**Document passage:**
----------------
While in some examples the system 100 may transition to the nearest ancestor to the target node 540, the disclosure is not limited thereto. Instead, the system 100 may identify a second target node having a second-lowest estimated cost value and determine whether the second target node is a comfortable node. If the second target node is a comfortable node (e.g., fourth potential node 532d), the system 100 may transition to the second target node (e.g., fourth potential node 532d) instead of transitioning to the nearest ancestor (e.g., second potential node 532b) of the target node 540.
The system 100 is not limited to identifying a target node and may instead determine the lowest estimated cost of all of the comfortable nodes, including comfortable nodes in the first layer or the second layer of the safety-filtered lookahead tree 502. Additionally or alternatively, the system 100 may select a potential node 530 that has the lowest estimated cost value from comfortable nodes in the first layer without departing from the disclosure. As another example, the system 100 may select a potential node 530 that has a lowest estimated cost value of all of the safe nodes of the safety-filtered lookahead tree 502. In some examples, the system 100 may identify potential nodes 530 having a distance-to-safety Dsafe(n) value below a threshold value and may select a potential node 530 that has a lowest estimated cost value of the identified potential nodes 530. Thus, the system 100 may select between the potential nodes 530 based on the cost function f(n), the safe nodes, the comfortable nodes, and/or the distance-to-safety Dsafe(n) function without departing from the disclosure.
As illustrated in
The system 100 may determine (132) whether there was an additional potential node during the previous node expansion and if so, may loop to step 124 to identify the potential node and repeat steps 126-130 for the identified potential node. If there are no additional potential nodes, the system 100 may determine (134) whether to stop node expansion (e.g., if a lookahead time period has elapsed) and, if not, may identify (136) a potential node to expand and may loop to step 122 and repeat steps 122-134 for the identified potential node. Thus, the system 100 may continue to propagate a state-space (e.g., solution space) with potential nodes. For example, the system 100 may determine a state-space graph that includes the current node and the potential nodes.
----------------
**Given instruction 1:**
Select every line of the records that contains the word "hand", with case counting.

**Information given:**
----------------
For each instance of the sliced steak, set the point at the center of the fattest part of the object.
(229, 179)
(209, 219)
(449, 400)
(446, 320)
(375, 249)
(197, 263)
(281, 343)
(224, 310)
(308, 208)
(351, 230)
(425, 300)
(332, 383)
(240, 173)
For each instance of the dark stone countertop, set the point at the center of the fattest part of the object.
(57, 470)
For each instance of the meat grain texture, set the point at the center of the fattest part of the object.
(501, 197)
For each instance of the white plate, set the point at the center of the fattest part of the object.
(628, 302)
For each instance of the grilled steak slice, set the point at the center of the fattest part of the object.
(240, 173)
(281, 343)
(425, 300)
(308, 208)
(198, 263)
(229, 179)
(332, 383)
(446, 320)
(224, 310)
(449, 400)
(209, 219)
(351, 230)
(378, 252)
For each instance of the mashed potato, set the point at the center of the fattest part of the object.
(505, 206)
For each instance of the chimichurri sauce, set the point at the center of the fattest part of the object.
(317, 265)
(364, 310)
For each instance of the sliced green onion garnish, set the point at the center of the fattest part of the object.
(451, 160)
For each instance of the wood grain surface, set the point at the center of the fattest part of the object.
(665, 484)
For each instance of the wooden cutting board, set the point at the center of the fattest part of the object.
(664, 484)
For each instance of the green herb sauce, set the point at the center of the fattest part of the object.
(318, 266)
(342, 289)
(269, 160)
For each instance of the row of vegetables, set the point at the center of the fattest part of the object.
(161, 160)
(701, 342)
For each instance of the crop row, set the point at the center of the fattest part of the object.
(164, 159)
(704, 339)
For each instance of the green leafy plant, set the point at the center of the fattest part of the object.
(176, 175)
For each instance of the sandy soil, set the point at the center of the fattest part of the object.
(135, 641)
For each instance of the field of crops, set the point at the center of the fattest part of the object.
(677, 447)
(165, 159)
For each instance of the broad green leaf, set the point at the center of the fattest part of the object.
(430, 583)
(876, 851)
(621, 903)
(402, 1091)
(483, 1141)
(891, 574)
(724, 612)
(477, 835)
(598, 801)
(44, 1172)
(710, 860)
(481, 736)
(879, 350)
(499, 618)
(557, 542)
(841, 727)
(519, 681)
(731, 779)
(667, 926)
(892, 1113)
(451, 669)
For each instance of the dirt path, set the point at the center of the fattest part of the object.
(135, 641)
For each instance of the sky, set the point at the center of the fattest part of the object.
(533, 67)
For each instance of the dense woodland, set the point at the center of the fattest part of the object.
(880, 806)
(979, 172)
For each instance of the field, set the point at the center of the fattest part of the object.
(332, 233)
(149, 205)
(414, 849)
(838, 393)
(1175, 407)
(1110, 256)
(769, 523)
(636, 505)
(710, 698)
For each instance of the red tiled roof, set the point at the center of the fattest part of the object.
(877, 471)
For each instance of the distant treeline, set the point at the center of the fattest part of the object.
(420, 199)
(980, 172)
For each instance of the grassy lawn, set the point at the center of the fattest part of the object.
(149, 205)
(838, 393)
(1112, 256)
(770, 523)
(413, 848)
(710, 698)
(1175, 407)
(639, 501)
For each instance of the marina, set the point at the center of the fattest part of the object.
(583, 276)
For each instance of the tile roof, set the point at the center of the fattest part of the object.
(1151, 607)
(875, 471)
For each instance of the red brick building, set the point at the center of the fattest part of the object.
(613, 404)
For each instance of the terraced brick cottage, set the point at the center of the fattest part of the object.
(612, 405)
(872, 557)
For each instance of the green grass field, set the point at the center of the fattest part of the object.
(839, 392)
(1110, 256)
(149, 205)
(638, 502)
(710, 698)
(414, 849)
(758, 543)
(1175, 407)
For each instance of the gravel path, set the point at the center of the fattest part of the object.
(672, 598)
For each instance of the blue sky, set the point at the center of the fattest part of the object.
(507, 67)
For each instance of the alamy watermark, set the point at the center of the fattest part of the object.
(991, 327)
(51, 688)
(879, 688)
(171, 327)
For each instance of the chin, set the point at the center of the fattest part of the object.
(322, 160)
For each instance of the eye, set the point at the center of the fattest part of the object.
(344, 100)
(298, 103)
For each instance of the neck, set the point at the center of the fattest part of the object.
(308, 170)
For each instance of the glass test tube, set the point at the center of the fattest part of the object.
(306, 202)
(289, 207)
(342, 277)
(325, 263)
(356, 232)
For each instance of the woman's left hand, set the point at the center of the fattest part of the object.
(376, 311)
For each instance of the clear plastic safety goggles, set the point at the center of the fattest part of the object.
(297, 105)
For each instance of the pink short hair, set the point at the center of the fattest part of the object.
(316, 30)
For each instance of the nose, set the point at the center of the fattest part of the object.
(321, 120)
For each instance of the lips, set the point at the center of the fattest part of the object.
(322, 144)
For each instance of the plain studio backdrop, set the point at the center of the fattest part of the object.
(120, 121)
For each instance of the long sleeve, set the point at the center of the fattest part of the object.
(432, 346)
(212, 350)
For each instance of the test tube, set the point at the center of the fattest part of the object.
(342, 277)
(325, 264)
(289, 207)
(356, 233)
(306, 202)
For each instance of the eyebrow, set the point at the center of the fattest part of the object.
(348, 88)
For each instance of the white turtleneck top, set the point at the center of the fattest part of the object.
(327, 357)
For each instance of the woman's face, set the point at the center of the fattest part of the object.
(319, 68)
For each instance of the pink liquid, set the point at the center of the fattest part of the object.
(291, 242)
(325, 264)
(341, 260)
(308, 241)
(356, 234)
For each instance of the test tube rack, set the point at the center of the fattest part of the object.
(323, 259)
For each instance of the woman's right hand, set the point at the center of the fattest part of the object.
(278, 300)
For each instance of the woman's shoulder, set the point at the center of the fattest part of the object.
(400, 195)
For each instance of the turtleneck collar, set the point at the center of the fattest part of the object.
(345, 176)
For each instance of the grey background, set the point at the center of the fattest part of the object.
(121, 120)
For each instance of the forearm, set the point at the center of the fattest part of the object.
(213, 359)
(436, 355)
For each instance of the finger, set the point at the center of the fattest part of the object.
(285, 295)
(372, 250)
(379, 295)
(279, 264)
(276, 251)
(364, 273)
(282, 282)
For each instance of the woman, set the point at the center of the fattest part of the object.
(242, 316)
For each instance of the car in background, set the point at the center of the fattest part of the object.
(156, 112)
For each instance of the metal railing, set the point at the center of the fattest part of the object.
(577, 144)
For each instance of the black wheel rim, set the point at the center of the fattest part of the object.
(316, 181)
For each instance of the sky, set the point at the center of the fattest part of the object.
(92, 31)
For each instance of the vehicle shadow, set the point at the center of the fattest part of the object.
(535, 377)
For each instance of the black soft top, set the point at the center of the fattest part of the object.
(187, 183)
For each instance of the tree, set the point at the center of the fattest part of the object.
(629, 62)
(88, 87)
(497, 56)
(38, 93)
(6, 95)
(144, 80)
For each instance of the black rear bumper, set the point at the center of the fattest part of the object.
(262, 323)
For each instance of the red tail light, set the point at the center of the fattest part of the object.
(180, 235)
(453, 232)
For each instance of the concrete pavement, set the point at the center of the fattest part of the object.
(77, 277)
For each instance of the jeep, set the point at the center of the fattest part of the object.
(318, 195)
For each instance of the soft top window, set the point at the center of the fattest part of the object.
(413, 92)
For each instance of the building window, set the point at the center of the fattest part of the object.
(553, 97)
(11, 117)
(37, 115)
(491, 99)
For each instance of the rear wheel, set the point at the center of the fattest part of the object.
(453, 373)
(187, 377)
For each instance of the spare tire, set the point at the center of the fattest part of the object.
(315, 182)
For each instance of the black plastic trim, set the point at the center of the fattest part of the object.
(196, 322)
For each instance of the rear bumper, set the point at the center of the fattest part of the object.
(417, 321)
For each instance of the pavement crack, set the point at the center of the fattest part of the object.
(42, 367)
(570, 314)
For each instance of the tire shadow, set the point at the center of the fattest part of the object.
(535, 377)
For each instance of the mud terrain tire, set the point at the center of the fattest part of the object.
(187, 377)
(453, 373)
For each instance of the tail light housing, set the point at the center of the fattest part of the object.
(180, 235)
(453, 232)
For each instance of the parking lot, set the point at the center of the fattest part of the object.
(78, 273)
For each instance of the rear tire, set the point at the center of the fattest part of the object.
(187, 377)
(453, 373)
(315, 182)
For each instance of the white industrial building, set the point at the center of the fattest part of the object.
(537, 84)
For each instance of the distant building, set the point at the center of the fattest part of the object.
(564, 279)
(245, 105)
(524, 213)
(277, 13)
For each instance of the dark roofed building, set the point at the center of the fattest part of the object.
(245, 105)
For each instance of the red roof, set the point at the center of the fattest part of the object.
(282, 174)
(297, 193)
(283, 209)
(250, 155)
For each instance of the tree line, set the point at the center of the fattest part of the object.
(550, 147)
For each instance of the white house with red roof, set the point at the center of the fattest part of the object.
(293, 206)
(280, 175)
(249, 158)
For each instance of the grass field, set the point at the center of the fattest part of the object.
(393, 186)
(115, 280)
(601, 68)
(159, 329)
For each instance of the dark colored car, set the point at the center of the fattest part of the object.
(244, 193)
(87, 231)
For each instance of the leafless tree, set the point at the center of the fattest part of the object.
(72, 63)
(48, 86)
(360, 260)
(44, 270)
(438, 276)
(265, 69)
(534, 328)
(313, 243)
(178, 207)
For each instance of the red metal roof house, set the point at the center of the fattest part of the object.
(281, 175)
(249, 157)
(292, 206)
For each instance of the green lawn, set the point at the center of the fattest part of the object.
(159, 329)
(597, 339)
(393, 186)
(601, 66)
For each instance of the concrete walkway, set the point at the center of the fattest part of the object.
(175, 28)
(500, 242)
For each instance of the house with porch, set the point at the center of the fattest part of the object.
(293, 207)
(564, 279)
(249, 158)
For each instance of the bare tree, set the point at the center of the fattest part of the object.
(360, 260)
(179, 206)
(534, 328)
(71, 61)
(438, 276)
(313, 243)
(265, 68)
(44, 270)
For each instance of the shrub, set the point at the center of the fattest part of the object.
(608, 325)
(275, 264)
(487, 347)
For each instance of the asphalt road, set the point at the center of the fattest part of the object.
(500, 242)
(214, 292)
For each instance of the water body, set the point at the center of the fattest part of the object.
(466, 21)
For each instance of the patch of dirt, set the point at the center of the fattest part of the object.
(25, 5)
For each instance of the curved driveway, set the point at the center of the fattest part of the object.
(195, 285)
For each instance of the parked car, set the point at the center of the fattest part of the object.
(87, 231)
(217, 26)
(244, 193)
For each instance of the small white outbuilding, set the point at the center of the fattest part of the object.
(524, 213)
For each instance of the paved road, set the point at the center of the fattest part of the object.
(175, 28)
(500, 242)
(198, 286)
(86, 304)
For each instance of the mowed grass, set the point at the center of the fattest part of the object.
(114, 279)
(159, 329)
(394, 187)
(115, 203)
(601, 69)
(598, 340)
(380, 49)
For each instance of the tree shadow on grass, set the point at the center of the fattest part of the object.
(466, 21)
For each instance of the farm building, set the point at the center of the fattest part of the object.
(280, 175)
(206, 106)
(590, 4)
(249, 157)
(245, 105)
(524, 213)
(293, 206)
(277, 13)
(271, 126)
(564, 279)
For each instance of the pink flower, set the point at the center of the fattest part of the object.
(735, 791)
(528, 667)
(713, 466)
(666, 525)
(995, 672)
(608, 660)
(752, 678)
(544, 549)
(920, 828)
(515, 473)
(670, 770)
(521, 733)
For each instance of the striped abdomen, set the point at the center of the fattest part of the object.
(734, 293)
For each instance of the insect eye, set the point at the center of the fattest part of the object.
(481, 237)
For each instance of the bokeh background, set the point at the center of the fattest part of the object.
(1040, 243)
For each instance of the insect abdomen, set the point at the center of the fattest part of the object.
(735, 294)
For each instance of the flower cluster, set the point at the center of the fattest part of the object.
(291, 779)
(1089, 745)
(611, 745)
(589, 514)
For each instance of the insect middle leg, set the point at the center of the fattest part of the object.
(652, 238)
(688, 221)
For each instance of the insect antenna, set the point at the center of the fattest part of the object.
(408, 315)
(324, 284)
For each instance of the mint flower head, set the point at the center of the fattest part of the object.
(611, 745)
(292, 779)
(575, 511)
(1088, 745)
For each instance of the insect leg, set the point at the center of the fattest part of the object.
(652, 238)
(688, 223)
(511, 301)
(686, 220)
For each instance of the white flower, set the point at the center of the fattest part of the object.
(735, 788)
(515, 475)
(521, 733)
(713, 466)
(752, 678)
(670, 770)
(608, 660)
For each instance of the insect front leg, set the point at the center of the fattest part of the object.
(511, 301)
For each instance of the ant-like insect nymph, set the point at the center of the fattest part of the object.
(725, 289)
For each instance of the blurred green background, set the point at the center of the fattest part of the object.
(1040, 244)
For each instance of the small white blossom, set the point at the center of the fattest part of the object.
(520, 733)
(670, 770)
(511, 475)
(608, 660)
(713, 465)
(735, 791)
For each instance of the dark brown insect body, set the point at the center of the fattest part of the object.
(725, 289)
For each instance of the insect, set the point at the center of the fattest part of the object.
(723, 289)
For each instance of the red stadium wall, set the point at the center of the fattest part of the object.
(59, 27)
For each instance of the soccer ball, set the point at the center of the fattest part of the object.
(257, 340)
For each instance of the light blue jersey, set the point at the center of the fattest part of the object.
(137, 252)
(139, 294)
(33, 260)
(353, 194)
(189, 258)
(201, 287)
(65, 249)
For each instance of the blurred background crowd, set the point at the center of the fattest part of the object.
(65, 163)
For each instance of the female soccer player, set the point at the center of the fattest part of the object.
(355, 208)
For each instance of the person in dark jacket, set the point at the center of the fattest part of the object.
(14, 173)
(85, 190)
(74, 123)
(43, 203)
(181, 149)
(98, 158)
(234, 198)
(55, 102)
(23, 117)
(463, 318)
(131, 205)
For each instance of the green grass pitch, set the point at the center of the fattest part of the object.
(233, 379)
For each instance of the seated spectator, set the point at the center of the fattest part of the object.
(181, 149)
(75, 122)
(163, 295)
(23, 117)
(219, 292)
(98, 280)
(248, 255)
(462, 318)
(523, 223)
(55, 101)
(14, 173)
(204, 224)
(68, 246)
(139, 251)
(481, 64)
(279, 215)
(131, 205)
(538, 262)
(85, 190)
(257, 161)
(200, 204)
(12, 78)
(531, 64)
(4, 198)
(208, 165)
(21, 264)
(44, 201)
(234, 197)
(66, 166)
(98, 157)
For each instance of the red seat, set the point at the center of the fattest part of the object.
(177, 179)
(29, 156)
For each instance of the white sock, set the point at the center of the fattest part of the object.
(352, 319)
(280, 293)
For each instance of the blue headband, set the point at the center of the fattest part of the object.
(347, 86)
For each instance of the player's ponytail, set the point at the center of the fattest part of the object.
----------------
**Given instruction 2:**
For each statement below, say whether it agrees with the text on node selection in the lookahead tree. Answer yes or no, and quote the deciding words of the text.
(a) The system may select a potential node that has the lowest estimated cost value of all the safe nodes of the safety-filtered lookahead tree.
(b) When there are no additional potential nodes, the system always stops node expansion.
(c) In the example given, the fourth potential node 532d is the nearest ancestor of the target node 540.

**Reply 1:**
For each instance of the woman's left hand, set the point at the center of the fattest part of the object.
For each instance of the woman's right hand, set the point at the center of the fattest part of the object.

**Reply 2:**
(a) Yes: "the system 100 may select a potential node 530 that has a lowest estimated cost value of all of the safe nodes of the safety-filtered lookahead tree 502"
(b) No: "the system 100 may determine (134) whether to stop node expansion (e.g., if a lookahead time period has elapsed) and, if not, may identify (136) a potential node to expand"
(c) No: "instead of transitioning to the nearest ancestor (e.g., second potential node 532b) of the target node 540"